Your goal: Copy out each line of the material below with no changes.

Given records:
● ● ●
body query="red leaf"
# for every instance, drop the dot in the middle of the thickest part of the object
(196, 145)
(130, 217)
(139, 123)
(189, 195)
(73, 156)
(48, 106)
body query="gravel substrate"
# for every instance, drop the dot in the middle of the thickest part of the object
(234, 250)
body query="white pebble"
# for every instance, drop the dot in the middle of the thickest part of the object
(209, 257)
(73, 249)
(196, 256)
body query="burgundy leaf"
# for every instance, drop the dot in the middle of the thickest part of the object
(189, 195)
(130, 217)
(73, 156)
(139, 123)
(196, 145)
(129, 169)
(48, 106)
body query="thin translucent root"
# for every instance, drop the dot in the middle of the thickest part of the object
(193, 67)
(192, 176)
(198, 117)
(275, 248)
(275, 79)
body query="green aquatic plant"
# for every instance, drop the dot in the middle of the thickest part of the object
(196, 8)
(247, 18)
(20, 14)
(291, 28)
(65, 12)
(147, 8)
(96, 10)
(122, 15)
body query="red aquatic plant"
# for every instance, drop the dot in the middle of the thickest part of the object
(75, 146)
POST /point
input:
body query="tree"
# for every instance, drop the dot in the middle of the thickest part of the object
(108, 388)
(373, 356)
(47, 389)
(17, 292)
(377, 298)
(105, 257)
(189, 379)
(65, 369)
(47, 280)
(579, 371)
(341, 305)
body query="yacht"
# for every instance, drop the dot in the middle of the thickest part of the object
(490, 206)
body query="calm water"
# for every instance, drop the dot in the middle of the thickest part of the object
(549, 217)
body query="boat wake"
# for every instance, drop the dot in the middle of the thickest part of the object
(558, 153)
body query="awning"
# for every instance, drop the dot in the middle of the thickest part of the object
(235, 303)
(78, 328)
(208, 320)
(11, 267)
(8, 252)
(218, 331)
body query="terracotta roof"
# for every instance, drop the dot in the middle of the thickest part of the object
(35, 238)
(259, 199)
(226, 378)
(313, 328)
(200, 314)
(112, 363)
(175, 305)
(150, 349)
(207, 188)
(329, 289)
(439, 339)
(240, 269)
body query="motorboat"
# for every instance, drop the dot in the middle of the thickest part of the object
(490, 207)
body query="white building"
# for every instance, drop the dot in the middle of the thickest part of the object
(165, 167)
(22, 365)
● ● ●
Solution to this problem:
body query="red leaf"
# for every instance, drop the dot in the middle of the thickest part of the object
(196, 145)
(130, 217)
(139, 123)
(189, 195)
(73, 156)
(48, 106)
body query="gravel substrate"
# for every instance, drop the dot in the middle of the thickest part of the object
(234, 250)
body query="white pebble"
# for every instance, drop the dot in the middle of the thickest part of the object
(209, 257)
(73, 249)
(196, 256)
body query="burgundy leaf"
# for every instance, drop the dot in the middle of the thickest part of the object
(189, 195)
(130, 217)
(73, 156)
(139, 123)
(196, 145)
(129, 169)
(48, 106)
body query="thin translucent root"
# for every instance, drop the dot in the middle of the thickest part of the object
(193, 67)
(192, 176)
(198, 117)
(275, 248)
(275, 79)
body query="green aquatic plant"
# for every instance, drop the dot in the middle of the thickest part of the object
(196, 8)
(247, 18)
(20, 14)
(291, 28)
(65, 12)
(147, 8)
(96, 10)
(122, 15)
body query="red aquatic plant"
# for every instance, drop the dot in the middle of the thickest part of the object
(75, 146)
POST /point
input:
body query="tree"
# for every instance, drop the dot in the middle of the thickest part of the object
(108, 388)
(373, 356)
(47, 389)
(17, 292)
(377, 298)
(105, 257)
(189, 379)
(65, 369)
(47, 280)
(579, 371)
(341, 305)
body query="yacht"
# for every instance, drop the dot in the middle of the thickest part of the object
(490, 206)
body query="calm water"
# for every instance, drop the dot in the middle of the thickest part of the object
(549, 217)
body query="boat wake"
# for every instance, drop the dot in the middle of the thickest part of the object
(558, 153)
body query="awning"
# for every instance, drop the dot in the middle of the thickest part of the object
(235, 303)
(78, 328)
(208, 320)
(11, 267)
(8, 252)
(218, 331)
body query="terracotta roof"
# for every instance, drop the dot in the middle of the thickest part of the object
(35, 238)
(259, 199)
(226, 378)
(313, 328)
(200, 314)
(112, 363)
(175, 305)
(150, 349)
(207, 188)
(329, 289)
(439, 339)
(240, 269)
body query="motorboat"
# for every instance, drop the dot in the middle of the thickest part of the object
(490, 207)
body query="white building"
# for every instance, drop the dot in the middle of the thickest part of the object
(165, 167)
(22, 365)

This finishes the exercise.